## Phrase grounding data
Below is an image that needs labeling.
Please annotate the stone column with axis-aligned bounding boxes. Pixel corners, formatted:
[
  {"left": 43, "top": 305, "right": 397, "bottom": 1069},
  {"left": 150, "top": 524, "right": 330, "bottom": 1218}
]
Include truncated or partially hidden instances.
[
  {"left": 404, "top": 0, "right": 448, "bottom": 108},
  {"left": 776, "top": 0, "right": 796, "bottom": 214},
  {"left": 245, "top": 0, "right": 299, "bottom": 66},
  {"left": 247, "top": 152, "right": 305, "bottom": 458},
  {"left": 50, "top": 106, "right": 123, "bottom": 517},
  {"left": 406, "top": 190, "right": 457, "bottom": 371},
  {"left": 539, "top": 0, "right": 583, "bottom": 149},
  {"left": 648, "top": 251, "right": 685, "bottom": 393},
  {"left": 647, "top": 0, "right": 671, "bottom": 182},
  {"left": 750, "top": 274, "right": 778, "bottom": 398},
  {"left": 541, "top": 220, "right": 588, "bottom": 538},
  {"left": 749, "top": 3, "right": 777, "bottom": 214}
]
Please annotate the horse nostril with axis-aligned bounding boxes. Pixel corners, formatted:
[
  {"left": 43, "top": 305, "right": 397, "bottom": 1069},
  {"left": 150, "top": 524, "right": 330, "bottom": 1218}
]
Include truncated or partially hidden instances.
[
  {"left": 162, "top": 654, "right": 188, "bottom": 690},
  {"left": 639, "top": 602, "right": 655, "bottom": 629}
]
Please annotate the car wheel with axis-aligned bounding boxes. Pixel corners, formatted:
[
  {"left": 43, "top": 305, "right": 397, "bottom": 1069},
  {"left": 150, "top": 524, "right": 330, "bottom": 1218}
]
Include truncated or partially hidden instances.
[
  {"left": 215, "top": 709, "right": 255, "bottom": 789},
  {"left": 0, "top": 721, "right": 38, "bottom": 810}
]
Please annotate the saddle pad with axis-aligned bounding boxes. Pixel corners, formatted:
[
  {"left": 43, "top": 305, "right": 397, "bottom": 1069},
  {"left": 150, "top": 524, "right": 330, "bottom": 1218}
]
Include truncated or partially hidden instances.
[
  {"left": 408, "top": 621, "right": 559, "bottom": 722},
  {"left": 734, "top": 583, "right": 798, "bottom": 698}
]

## Work task
Copy out every entry exactly.

## Task response
Below is an image that needs labeling.
Please annotate the stone column with axis-aligned bounding boxes. Pixel corners, formatted:
[
  {"left": 43, "top": 305, "right": 397, "bottom": 1069},
  {"left": 150, "top": 524, "right": 330, "bottom": 1218}
]
Include truncated or partially hidden instances.
[
  {"left": 404, "top": 0, "right": 448, "bottom": 108},
  {"left": 776, "top": 0, "right": 796, "bottom": 214},
  {"left": 245, "top": 0, "right": 299, "bottom": 66},
  {"left": 247, "top": 152, "right": 305, "bottom": 458},
  {"left": 50, "top": 106, "right": 123, "bottom": 517},
  {"left": 406, "top": 190, "right": 457, "bottom": 371},
  {"left": 539, "top": 0, "right": 583, "bottom": 149},
  {"left": 648, "top": 251, "right": 685, "bottom": 393},
  {"left": 647, "top": 0, "right": 671, "bottom": 182},
  {"left": 750, "top": 274, "right": 778, "bottom": 398},
  {"left": 541, "top": 220, "right": 588, "bottom": 538},
  {"left": 749, "top": 3, "right": 777, "bottom": 214}
]
Please annotate the horse nostril with axis-aligned bounding boxes. Pixel corners, formatted:
[
  {"left": 43, "top": 305, "right": 397, "bottom": 1069},
  {"left": 150, "top": 524, "right": 330, "bottom": 1218}
]
Include truncated or partially hidden instances.
[
  {"left": 162, "top": 654, "right": 188, "bottom": 690},
  {"left": 639, "top": 602, "right": 655, "bottom": 629}
]
Please annotate the car wheel with axis-aligned bounding boxes. Pixel corners, formatted:
[
  {"left": 43, "top": 305, "right": 397, "bottom": 1069},
  {"left": 150, "top": 524, "right": 330, "bottom": 1218}
]
Include truncated or partially hidden instances.
[
  {"left": 215, "top": 709, "right": 255, "bottom": 789},
  {"left": 0, "top": 721, "right": 38, "bottom": 810}
]
Please annotate the saddle pad with axis-aligned bounding boxes. Pixel corners, formatted:
[
  {"left": 43, "top": 305, "right": 397, "bottom": 1069},
  {"left": 150, "top": 524, "right": 330, "bottom": 1218}
]
Include truncated or partially hidden instances.
[
  {"left": 408, "top": 621, "right": 559, "bottom": 722},
  {"left": 734, "top": 583, "right": 798, "bottom": 698}
]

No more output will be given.